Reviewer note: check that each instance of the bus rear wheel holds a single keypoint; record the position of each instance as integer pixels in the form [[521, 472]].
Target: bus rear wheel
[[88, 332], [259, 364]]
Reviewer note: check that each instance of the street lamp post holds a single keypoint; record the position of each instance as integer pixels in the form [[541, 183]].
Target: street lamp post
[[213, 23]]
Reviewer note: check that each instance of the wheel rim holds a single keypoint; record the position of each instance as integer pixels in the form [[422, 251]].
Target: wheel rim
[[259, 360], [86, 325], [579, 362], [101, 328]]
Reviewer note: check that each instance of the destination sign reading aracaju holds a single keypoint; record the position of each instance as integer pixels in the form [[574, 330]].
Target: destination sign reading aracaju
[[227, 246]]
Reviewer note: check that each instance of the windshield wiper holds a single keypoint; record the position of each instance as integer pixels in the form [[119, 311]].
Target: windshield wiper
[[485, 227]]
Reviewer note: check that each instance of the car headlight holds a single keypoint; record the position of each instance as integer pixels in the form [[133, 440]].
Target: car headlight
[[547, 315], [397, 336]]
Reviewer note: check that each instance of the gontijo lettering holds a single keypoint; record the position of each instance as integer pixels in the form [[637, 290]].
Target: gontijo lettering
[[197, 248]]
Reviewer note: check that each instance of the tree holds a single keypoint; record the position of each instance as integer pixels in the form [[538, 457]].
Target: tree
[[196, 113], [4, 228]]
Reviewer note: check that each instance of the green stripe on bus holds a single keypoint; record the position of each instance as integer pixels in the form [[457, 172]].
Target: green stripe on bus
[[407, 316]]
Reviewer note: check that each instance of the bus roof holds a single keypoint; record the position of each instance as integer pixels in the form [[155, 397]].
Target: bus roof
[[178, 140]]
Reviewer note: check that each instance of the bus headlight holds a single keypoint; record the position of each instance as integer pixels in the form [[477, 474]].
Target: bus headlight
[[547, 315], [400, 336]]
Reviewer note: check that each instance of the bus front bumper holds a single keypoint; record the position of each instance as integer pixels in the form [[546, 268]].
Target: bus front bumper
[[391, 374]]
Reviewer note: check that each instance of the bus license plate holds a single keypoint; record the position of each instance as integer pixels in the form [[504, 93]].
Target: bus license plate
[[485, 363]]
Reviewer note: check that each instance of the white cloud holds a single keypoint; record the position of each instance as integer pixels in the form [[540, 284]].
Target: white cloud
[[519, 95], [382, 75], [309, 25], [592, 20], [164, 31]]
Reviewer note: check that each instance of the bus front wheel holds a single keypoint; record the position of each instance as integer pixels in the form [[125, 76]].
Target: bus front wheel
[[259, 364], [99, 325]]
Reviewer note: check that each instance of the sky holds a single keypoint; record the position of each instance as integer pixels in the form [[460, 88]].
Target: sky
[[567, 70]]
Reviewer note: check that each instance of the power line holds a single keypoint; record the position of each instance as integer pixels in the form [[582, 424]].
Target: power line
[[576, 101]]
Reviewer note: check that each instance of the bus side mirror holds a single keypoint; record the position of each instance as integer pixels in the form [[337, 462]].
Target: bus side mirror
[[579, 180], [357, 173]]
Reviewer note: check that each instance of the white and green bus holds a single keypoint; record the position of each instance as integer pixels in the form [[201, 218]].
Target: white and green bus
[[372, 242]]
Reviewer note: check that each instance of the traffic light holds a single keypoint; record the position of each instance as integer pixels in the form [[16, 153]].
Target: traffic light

★ ★ ★ ★ ★ ★ ★

- Stated problem: Can you copy out all of the material above again, swapping "Target" for "Object" everywhere it appears and leaving everything else unchanged?

- Task response:
Reviewer note: check that each instance of the bus rear wheel holds a single keypoint; record the position of each instance as integer pixels in the form [[521, 472]].
Object: bus rear wheel
[[88, 332], [259, 364]]
Reviewer note: check that each instance of the street lamp post holds a single keypoint; record the position of each instance as integer pixels in the form [[541, 183]].
Object: street lamp post
[[213, 23]]
Reviewer note: check that each instance of the wheel rim holds a single keypoint; record the position of each instance as integer pixels in the form [[422, 251]].
Object: wheel rim
[[259, 360], [86, 325], [579, 362], [101, 328]]
Reviewer note: check that each instance of the destination sign reading aracaju holds a single keypoint; record the position of each instance as integer pixels in the form [[574, 330]].
Object: destination sign reading aracaju
[[227, 246]]
Reviewer note: check that each instance of the windshield wiper holds a single keypoint; record the position of each instance as integer pixels in the form [[119, 311]].
Object: windshield wiper
[[485, 227]]
Reviewer note: check that each instance of the car headlight holds a single keypoint; record the position of each instance as integer pixels in the form [[133, 440]].
Object: car headlight
[[547, 315], [397, 336]]
Reviewer note: check that each instance of the gontijo lettering holds a single keypoint; record the position of each instance as integer pixels in the form [[637, 290]].
Object: gontijo lettering
[[197, 248]]
Reviewer note: check that each instance of the tree holds a single keypoint; record the position of each instance as integer pixels in the form [[538, 457]].
Object: tree
[[196, 113], [4, 228]]
Reviewer note: check that each instance of the green stripe on bus holds a single keypoint; record the position of each instance as integer pixels in the form [[457, 172]].
Object: green stripe on bus
[[407, 316]]
Reviewer note: check that each instance of the bus roof holds a single keypoint; record the position of each instance as integer pixels in the form [[155, 397]].
Object: bus roof
[[178, 140]]
Reviewer note: check that each instance of the bus headlight holds a single keypoint; record the position of each instance as integer pixels in the form [[477, 474]].
Object: bus headlight
[[547, 315], [400, 336]]
Reviewer note: check that each instance of the bus front bumper holds a single keypoint; record the position of each instance as integer pixels in the form [[546, 268]].
Object: bus front bumper
[[391, 374]]
Reviewer note: check that each instance of the bus license plate holds a single keypoint; record the position of each instance as integer pixels in the form [[504, 93]].
Object: bus license plate
[[485, 363]]
Reviewer note: check that each instance of the white cloud holds a single keypoint; record the position of each instance as integer pixels in the form [[540, 284]].
Object: white cloud
[[519, 95], [382, 75], [309, 25], [592, 20], [164, 31]]
Reviewer note: check that each instance of the bus front wheel holds a single keypoint; record the position of each instance as integer pixels in the form [[125, 76]].
Object: bus front wheel
[[259, 364], [99, 325]]
Reviewer note: check that each instance of the sky holds a single keypoint; record the position of each instance as integer pixels in the form [[460, 88]].
Object: sky
[[567, 70]]
Reviewer note: check that each instance of the power line holds a single keypoint; record the position of each instance as integer pixels in the form [[582, 424]].
Object: power line
[[576, 101]]
Reviewer note: check that each instance of the bus side mirror holds a single keypoint; record the position of each instance as integer pixels in the form [[337, 462]].
Object: bus side mirror
[[579, 180], [357, 173]]
Reviewer note: check that each instance of the white and green bus holds a single keypoint; record the position of each instance as integer pixels in the form [[201, 218]].
Object: white and green bus
[[372, 242]]
Reviewer note: check that each instance of the traffic light holds a single keypoint; record the position of each instance as integer pixels in the form [[16, 153]].
Object: traffic light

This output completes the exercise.